• What needs to be done:
Restate the material word for word and leave out anything that is a picture.

╭─ Given data

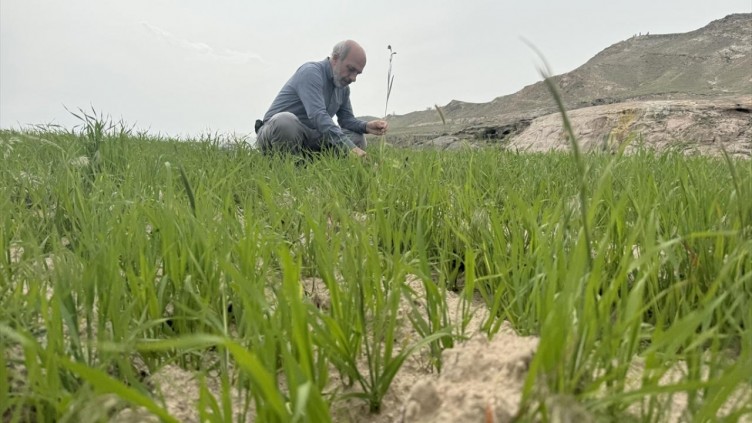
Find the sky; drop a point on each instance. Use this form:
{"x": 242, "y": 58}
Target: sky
{"x": 186, "y": 68}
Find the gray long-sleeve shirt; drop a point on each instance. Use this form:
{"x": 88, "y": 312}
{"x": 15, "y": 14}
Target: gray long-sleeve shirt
{"x": 310, "y": 94}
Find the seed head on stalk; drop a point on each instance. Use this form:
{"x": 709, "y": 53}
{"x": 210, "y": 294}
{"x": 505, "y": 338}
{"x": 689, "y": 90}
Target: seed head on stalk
{"x": 389, "y": 79}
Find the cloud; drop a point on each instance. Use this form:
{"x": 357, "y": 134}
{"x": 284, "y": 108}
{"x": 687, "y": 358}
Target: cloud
{"x": 204, "y": 50}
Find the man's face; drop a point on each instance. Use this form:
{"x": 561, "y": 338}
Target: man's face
{"x": 346, "y": 70}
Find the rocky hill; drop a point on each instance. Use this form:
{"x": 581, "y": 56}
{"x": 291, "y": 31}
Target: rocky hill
{"x": 695, "y": 88}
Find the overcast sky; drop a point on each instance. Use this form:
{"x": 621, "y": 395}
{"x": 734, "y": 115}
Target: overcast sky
{"x": 189, "y": 67}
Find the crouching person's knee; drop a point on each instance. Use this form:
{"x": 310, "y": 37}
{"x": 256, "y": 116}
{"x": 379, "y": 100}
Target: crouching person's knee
{"x": 282, "y": 132}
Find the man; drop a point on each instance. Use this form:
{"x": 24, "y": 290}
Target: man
{"x": 300, "y": 118}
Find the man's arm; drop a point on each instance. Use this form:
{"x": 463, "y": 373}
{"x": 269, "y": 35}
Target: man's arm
{"x": 310, "y": 88}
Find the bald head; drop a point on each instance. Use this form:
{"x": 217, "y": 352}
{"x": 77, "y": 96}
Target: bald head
{"x": 348, "y": 61}
{"x": 343, "y": 48}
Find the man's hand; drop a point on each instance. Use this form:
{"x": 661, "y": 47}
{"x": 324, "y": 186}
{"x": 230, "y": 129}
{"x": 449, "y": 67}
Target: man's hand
{"x": 377, "y": 127}
{"x": 358, "y": 152}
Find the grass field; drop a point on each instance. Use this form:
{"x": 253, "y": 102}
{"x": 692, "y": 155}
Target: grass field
{"x": 123, "y": 254}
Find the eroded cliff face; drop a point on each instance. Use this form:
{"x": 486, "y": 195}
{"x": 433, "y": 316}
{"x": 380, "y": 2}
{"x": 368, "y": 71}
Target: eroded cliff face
{"x": 689, "y": 91}
{"x": 692, "y": 126}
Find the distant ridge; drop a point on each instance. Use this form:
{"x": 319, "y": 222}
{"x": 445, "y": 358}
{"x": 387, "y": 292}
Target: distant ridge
{"x": 711, "y": 62}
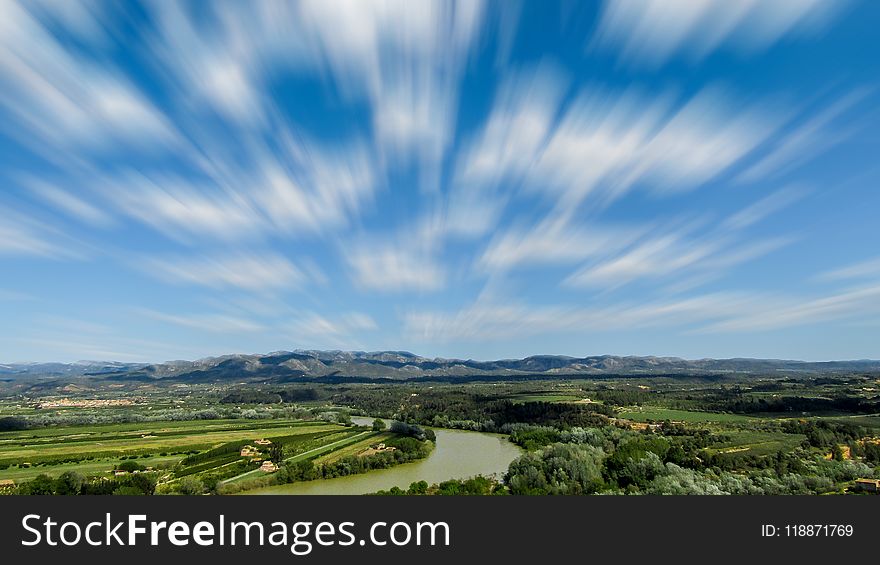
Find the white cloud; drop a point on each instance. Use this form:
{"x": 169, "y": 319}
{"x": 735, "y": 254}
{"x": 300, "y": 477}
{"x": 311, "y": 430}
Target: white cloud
{"x": 69, "y": 203}
{"x": 804, "y": 142}
{"x": 861, "y": 270}
{"x": 66, "y": 103}
{"x": 608, "y": 142}
{"x": 554, "y": 240}
{"x": 389, "y": 267}
{"x": 177, "y": 208}
{"x": 651, "y": 32}
{"x": 857, "y": 303}
{"x": 21, "y": 235}
{"x": 254, "y": 272}
{"x": 214, "y": 323}
{"x": 407, "y": 57}
{"x": 761, "y": 209}
{"x": 487, "y": 320}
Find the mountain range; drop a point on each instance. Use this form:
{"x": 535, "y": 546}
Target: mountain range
{"x": 304, "y": 365}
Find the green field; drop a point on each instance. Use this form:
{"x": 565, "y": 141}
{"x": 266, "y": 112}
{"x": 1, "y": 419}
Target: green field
{"x": 757, "y": 443}
{"x": 95, "y": 446}
{"x": 546, "y": 398}
{"x": 656, "y": 413}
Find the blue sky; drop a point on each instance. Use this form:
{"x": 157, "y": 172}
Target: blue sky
{"x": 476, "y": 180}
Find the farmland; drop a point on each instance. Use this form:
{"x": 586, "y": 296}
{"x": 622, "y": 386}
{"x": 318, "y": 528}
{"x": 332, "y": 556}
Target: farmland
{"x": 650, "y": 434}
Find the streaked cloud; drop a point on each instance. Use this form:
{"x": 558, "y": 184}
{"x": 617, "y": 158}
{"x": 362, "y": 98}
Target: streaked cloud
{"x": 649, "y": 33}
{"x": 214, "y": 323}
{"x": 250, "y": 272}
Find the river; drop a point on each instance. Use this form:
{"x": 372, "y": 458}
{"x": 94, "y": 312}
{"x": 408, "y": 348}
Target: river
{"x": 458, "y": 455}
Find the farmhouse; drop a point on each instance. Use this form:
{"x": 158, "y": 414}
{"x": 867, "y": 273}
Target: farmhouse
{"x": 868, "y": 485}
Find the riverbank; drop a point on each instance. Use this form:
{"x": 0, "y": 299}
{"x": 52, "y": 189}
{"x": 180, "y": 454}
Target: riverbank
{"x": 457, "y": 454}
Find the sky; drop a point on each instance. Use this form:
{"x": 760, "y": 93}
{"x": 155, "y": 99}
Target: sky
{"x": 458, "y": 179}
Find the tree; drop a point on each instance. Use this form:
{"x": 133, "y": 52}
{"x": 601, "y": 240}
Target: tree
{"x": 41, "y": 484}
{"x": 191, "y": 486}
{"x": 276, "y": 453}
{"x": 418, "y": 487}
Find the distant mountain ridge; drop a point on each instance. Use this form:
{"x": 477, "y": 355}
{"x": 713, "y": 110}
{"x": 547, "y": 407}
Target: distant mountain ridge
{"x": 289, "y": 366}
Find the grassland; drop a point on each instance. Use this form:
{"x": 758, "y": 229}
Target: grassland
{"x": 150, "y": 439}
{"x": 656, "y": 413}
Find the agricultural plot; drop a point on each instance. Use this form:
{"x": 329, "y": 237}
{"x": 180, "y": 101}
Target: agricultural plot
{"x": 757, "y": 443}
{"x": 519, "y": 398}
{"x": 47, "y": 448}
{"x": 656, "y": 413}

╰─

• Output for this task:
Find the sky; drop a point on each instance. Use this form:
{"x": 242, "y": 58}
Target: sky
{"x": 186, "y": 68}
Find the gray long-sleeve shirt; drop a point on each instance. Use this form:
{"x": 88, "y": 312}
{"x": 15, "y": 14}
Target: gray long-sleeve shirt
{"x": 310, "y": 94}
Find the seed head on stalk; drop a point on each instance. Use this form:
{"x": 709, "y": 53}
{"x": 210, "y": 294}
{"x": 505, "y": 338}
{"x": 689, "y": 90}
Target: seed head on stalk
{"x": 389, "y": 79}
Find the cloud; drop a point on each instance. Use this form:
{"x": 357, "y": 134}
{"x": 284, "y": 108}
{"x": 687, "y": 358}
Target: cloud
{"x": 204, "y": 50}
Find the man's face; drop a point on each instance. Use this form:
{"x": 561, "y": 338}
Target: man's face
{"x": 346, "y": 70}
Find the rocky hill; drop a point on each instance. Use this form:
{"x": 581, "y": 56}
{"x": 291, "y": 31}
Target: rocky hill
{"x": 695, "y": 88}
Find the overcast sky; drop a point on each instance. Use this form:
{"x": 621, "y": 395}
{"x": 734, "y": 115}
Target: overcast sky
{"x": 189, "y": 67}
Find the crouching person's knee; drop a point on each instance. Use this form:
{"x": 310, "y": 37}
{"x": 256, "y": 116}
{"x": 379, "y": 100}
Target: crouching person's knee
{"x": 282, "y": 132}
Find the man; drop a point on each instance. Use this form:
{"x": 24, "y": 290}
Target: man
{"x": 300, "y": 118}
Find the man's arm; drop a point on each instance. Use this form:
{"x": 463, "y": 373}
{"x": 269, "y": 35}
Target: man's arm
{"x": 310, "y": 88}
Find the bald head; drop a point on each instance. Use this form:
{"x": 217, "y": 352}
{"x": 77, "y": 96}
Target: bald head
{"x": 348, "y": 61}
{"x": 343, "y": 48}
Find the man's hand; drop a point on each instance. Use this form:
{"x": 661, "y": 47}
{"x": 324, "y": 186}
{"x": 230, "y": 129}
{"x": 449, "y": 67}
Target: man's hand
{"x": 377, "y": 127}
{"x": 358, "y": 152}
Find the grass field; drop a point on each instance. Use this form:
{"x": 253, "y": 102}
{"x": 692, "y": 155}
Target: grass field
{"x": 123, "y": 254}
Find the eroded cliff face; drop a point on each instance. Use this form:
{"x": 486, "y": 195}
{"x": 433, "y": 316}
{"x": 380, "y": 2}
{"x": 368, "y": 71}
Target: eroded cliff face
{"x": 689, "y": 91}
{"x": 692, "y": 126}
Find the distant ridge; drop a point on each instance. Use this form:
{"x": 319, "y": 222}
{"x": 445, "y": 358}
{"x": 387, "y": 292}
Target: distant ridge
{"x": 711, "y": 62}
Find the white cloud; drop a point on each instance. Use this form:
{"x": 169, "y": 319}
{"x": 735, "y": 254}
{"x": 300, "y": 477}
{"x": 311, "y": 430}
Target: white cloud
{"x": 69, "y": 203}
{"x": 804, "y": 142}
{"x": 861, "y": 270}
{"x": 66, "y": 103}
{"x": 608, "y": 142}
{"x": 554, "y": 240}
{"x": 389, "y": 267}
{"x": 177, "y": 208}
{"x": 651, "y": 32}
{"x": 857, "y": 303}
{"x": 21, "y": 235}
{"x": 254, "y": 272}
{"x": 214, "y": 323}
{"x": 407, "y": 57}
{"x": 761, "y": 209}
{"x": 487, "y": 320}
Find the mountain range; drop a point on each instance. Use this form:
{"x": 535, "y": 546}
Target: mountain range
{"x": 304, "y": 365}
Find the green field; drop a point on each instance. Use this form:
{"x": 565, "y": 141}
{"x": 266, "y": 112}
{"x": 1, "y": 419}
Target: green field
{"x": 757, "y": 443}
{"x": 95, "y": 446}
{"x": 546, "y": 398}
{"x": 656, "y": 413}
Find the blue sky; drop a point on each instance. Use this form:
{"x": 157, "y": 172}
Target: blue sky
{"x": 476, "y": 180}
Find the farmland; drop a point on each instance. Use this form:
{"x": 586, "y": 296}
{"x": 622, "y": 386}
{"x": 318, "y": 528}
{"x": 332, "y": 556}
Target: farmland
{"x": 650, "y": 434}
Find the streaked cloud; drop a point on each instance. Use this form:
{"x": 558, "y": 184}
{"x": 617, "y": 158}
{"x": 362, "y": 98}
Target: streaked cloud
{"x": 649, "y": 33}
{"x": 214, "y": 323}
{"x": 250, "y": 272}
Find the river; drop a point on each instance. Use this form:
{"x": 372, "y": 458}
{"x": 94, "y": 312}
{"x": 408, "y": 348}
Target: river
{"x": 458, "y": 455}
Find the farmhouse; drop a point on each instance. Use this form:
{"x": 158, "y": 414}
{"x": 867, "y": 273}
Target: farmhouse
{"x": 868, "y": 485}
Find the riverbank; drop a point on each instance. Use this form:
{"x": 0, "y": 299}
{"x": 52, "y": 189}
{"x": 180, "y": 454}
Target: riverbank
{"x": 457, "y": 454}
Find the sky; drop a point on each instance. Use this form:
{"x": 760, "y": 93}
{"x": 155, "y": 99}
Target: sky
{"x": 458, "y": 179}
Find the tree; drop a point on each instance. Use this form:
{"x": 133, "y": 52}
{"x": 601, "y": 240}
Target: tree
{"x": 41, "y": 484}
{"x": 191, "y": 486}
{"x": 276, "y": 453}
{"x": 418, "y": 487}
Find the distant mountain ridge; drop a point on each instance. Use this form:
{"x": 477, "y": 355}
{"x": 713, "y": 110}
{"x": 547, "y": 407}
Target: distant mountain ridge
{"x": 289, "y": 366}
Find the grassland; drop a point on each instance. Use this form:
{"x": 758, "y": 229}
Target: grassland
{"x": 150, "y": 439}
{"x": 656, "y": 413}
Find the agricultural plot; drop a point on each instance. Use this form:
{"x": 329, "y": 237}
{"x": 180, "y": 101}
Target: agricultural plot
{"x": 757, "y": 443}
{"x": 519, "y": 398}
{"x": 47, "y": 448}
{"x": 656, "y": 413}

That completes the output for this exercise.